Retype, word for word, the stretch of the press conference transcript that opens with the words containing "You always worry" and closes with "state. Great win.".

Text extract —
§ §

THE MODERATOR: Okay. We're ready to continue on with South Carolina. We'll ask for some opening comments on the game from Coach Odom, then we'll go to questions just for the three players, and we'll have one more on the way. Coach.

COACH DAVE ODOM: Well, obviously our team played very well. I think both teams played really well. For the third game in a row, we opened with a deficit. I don't know what we're down, 5-0. Guys kept their poise and composure. Came back, tied the game, went ahead. Had the lead at halftime three games in a row and played very well in the second half as well.
I think when I think about the second beginning of the second half, probably the first time I've been upset at our team since we've been here. You could tell that Kentucky had the bit in their mouth and we didn't. They were out to win the basketball game. Not that we weren't, but we didn't raise the decibels that you have to raise to play at this level against a team like that, and we took that timeout. I think they scored five straight possessions at the beginning of the second half. We took the timeout, and I think they understood pretty well coming out of there how I felt.
They went back out and took control defensively. You cannot win a basketball game like this at this level if you don't have some control defensively. I think when you look at our team today and the game today, that really was it. We hit some key shots, we did, and we did not turn the ball over. Six turnovers in a game like that against a team like that is -- it's -- it just doesn't happen.
But really the thing that saved us I think was our defense, and they played really, really well. We were able to take away Sparks, I think, for the most part and, you know, Bradley, Crawford, gave us all kinds of problems, Rondo early, but I thought we pretty much contained him limit second half.
You always worry about Morris, but Renaldo Balkman continues to play extremely well, particularly on the defensive end of the court. For the first two years whatever hair I had I pulled out because defensively he was absolutely atrocious.
But this year, he has developed into one of the very best post defenders that I've coached in a while. He's very, very good inside. He really is.
So, we held on. Great win for our basketball team, for our university, for our state. Great win.

THE MODERATOR: Alright. Questions for Tre', Bryce or Tarence, raise your hand and we'll get a microphone to you. We'll start right in the middle.

Q. Tre', it looked like they were trying to foul you on the pass to Wallace in the final minute. Could you take us through that possession and leading to that basket?
TRE' KELLEY: Thomas threw it over the top. I think I dribbled the baseline once and Morris was chasing me. I went back towards the winning area, and he was still chasing me, but I kind of made some type of move to go back baseline, and I kind of lost him. I saw Brandon underneath wide open, so I bounce passed it to for two points.

THE MODERATOR: Other questions, raise your hand.

Q. Tre', you talked about yesterday after the Tennessee game that even though you lost to them twice during the regular season, you felt you could beat them and were just as good. Did you feel the same way about Kentucky, your team?
TRE' KELLEY: Definitely. Definitely. We were in both of those games. We lost everything in Columbia when we played them in the second half, but I knew if we take care of the ball, execute offensively and defensively that we'll be the game late. All we had to do was same poised and controlled to make plays and these guys made plays tonight to win the basketball game.

THE MODERATOR: Hands up. Alright. Back to the front.

Q. Tarence, I was wondering if you could talk about this being a senior getting his chance to go out and play for a championship tomorrow.

§ §

Recorded data —
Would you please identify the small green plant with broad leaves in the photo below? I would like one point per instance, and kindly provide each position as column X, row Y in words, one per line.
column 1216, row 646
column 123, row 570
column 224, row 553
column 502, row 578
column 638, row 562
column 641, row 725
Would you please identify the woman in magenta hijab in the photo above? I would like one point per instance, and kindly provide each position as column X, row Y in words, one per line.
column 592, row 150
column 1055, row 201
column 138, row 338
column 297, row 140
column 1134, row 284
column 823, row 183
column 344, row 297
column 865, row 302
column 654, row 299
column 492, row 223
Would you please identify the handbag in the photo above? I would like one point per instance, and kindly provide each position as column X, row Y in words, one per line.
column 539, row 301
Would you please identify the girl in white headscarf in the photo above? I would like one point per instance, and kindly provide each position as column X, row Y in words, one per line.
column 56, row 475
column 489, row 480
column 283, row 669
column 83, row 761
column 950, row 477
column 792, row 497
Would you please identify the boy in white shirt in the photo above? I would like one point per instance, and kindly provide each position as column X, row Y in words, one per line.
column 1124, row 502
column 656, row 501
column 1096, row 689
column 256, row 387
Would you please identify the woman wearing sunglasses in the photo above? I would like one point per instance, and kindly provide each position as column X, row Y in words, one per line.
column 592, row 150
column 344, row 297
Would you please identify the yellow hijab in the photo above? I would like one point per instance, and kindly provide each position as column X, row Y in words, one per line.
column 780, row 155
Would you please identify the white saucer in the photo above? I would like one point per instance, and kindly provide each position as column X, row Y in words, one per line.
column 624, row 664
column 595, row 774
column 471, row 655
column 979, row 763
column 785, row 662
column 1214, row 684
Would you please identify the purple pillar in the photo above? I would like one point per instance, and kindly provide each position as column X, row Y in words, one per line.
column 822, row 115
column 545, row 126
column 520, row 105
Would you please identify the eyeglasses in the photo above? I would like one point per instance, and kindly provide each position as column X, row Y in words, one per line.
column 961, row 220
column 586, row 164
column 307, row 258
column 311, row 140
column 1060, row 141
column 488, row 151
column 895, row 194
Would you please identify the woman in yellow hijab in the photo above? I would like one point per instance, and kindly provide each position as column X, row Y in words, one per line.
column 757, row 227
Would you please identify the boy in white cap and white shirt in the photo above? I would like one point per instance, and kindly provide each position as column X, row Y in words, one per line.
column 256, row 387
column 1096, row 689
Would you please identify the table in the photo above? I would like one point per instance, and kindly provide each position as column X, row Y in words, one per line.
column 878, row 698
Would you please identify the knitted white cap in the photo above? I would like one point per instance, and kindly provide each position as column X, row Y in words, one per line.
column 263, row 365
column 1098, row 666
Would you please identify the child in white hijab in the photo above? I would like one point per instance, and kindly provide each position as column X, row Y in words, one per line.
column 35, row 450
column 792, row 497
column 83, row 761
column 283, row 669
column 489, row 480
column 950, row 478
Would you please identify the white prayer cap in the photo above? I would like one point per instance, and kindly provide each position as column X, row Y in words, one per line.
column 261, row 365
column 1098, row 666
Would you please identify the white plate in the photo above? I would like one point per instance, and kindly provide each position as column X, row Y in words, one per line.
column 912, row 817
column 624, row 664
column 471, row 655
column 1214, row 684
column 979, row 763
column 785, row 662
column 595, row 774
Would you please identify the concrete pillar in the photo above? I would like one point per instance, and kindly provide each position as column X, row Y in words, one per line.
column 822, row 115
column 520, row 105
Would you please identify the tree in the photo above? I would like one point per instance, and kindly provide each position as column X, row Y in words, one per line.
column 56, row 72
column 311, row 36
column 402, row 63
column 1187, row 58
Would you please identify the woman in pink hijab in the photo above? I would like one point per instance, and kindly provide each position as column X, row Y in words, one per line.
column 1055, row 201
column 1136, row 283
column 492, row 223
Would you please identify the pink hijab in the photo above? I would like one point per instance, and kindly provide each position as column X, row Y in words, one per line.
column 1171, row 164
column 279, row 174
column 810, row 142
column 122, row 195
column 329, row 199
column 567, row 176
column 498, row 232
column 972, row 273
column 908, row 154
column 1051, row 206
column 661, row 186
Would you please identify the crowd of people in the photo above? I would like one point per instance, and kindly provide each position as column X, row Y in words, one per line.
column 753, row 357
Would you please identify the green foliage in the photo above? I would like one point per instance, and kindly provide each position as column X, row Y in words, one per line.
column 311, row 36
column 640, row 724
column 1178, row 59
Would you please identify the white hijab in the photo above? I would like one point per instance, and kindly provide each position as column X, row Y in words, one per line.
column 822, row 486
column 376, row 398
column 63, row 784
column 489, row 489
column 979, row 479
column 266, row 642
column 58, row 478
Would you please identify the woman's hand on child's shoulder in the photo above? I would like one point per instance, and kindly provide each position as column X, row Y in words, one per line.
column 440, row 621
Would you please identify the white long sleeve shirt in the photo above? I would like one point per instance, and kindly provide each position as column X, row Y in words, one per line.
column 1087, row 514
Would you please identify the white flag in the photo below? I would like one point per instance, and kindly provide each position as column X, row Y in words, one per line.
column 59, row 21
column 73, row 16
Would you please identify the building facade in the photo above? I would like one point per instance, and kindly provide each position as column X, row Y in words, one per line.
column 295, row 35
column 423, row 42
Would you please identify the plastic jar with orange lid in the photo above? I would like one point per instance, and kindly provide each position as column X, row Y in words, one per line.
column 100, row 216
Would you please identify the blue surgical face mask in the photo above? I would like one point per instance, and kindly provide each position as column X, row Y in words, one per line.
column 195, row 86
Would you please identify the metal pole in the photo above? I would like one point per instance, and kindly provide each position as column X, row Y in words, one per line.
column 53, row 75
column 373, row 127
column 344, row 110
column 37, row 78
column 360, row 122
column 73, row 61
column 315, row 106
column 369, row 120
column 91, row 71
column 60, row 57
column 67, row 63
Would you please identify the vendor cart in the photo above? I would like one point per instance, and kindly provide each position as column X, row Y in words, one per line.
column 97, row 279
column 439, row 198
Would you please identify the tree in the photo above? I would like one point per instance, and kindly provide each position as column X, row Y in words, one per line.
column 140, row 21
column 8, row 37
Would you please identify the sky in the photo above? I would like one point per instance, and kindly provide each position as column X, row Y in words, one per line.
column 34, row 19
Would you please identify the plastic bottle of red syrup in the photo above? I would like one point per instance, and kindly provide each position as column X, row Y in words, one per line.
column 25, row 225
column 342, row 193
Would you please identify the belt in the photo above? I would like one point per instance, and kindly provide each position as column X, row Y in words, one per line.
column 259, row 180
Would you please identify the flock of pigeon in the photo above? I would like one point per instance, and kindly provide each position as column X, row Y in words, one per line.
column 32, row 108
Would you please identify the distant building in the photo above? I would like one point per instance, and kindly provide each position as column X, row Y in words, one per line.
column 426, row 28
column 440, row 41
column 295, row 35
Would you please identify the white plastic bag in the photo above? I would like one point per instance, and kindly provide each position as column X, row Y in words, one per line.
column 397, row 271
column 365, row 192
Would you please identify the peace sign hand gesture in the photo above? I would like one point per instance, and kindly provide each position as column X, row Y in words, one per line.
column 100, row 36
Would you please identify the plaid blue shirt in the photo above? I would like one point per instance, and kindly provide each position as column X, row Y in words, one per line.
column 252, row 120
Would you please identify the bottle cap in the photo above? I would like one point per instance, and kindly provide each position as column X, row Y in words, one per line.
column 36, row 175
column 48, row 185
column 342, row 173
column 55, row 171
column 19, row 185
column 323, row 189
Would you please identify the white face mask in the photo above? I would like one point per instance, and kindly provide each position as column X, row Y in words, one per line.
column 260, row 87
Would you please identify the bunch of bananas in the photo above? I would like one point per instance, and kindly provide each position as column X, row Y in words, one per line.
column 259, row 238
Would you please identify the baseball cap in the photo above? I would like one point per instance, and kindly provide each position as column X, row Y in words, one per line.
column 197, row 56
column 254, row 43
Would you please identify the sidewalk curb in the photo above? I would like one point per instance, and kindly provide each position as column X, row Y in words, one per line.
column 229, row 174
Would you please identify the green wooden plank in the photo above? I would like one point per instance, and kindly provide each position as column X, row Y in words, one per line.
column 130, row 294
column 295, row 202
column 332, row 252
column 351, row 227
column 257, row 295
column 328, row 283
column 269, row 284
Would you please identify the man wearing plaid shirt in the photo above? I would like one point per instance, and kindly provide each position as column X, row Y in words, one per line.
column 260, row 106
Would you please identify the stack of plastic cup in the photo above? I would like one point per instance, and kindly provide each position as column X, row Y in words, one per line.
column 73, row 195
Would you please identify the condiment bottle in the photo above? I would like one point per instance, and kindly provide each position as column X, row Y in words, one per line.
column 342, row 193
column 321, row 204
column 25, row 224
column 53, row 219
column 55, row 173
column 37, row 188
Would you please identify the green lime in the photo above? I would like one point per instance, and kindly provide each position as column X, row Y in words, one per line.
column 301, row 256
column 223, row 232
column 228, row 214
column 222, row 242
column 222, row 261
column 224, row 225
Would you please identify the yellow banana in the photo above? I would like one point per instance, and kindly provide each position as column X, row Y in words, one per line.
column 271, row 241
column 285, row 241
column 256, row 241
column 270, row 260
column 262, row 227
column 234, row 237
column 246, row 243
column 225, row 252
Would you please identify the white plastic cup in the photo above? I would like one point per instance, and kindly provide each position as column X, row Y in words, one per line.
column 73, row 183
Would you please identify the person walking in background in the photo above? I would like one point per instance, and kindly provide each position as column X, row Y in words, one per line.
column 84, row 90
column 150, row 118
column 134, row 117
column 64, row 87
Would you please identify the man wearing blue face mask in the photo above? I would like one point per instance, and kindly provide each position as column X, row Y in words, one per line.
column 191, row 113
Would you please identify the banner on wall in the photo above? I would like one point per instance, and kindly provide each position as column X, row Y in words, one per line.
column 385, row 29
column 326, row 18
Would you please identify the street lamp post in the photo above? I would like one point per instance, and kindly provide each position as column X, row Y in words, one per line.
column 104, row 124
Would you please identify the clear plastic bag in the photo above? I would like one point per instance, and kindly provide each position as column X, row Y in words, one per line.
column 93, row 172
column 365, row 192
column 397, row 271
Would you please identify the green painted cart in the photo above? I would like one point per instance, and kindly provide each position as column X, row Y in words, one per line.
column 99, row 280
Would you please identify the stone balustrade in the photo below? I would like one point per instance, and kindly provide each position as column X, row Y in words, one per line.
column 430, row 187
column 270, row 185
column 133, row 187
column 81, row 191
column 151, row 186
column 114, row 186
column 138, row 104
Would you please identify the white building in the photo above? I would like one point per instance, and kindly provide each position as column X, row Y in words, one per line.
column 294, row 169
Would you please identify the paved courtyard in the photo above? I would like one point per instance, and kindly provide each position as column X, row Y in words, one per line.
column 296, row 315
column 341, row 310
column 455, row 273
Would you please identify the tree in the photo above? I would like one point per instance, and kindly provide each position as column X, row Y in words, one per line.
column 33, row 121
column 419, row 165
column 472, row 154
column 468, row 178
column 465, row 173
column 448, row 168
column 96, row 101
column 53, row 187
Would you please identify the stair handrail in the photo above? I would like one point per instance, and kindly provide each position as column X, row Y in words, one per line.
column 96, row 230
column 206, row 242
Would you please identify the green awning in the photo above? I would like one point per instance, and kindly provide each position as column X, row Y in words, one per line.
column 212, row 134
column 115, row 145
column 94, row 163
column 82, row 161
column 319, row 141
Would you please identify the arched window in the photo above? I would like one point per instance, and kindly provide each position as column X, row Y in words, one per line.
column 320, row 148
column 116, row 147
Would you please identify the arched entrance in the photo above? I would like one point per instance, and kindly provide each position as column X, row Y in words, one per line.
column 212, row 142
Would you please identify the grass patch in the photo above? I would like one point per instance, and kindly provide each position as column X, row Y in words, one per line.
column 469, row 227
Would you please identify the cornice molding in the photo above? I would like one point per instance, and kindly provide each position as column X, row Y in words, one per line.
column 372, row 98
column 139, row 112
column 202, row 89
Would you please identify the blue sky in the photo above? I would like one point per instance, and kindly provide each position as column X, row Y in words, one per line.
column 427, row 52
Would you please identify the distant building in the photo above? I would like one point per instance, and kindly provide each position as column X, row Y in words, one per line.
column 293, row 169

§ §

Worked solution —
You always worry about Morris, but Renaldo Balkman continues to play extremely well, particularly on the defensive end of the court. For the first two years whatever hair I had I pulled out because defensively he was absolutely atrocious.
But this year, he has developed into one of the very best post defenders that I've coached in a while. He's very, very good inside. He really is.
So, we held on. Great win for our basketball team, for our university, for our state. Great win.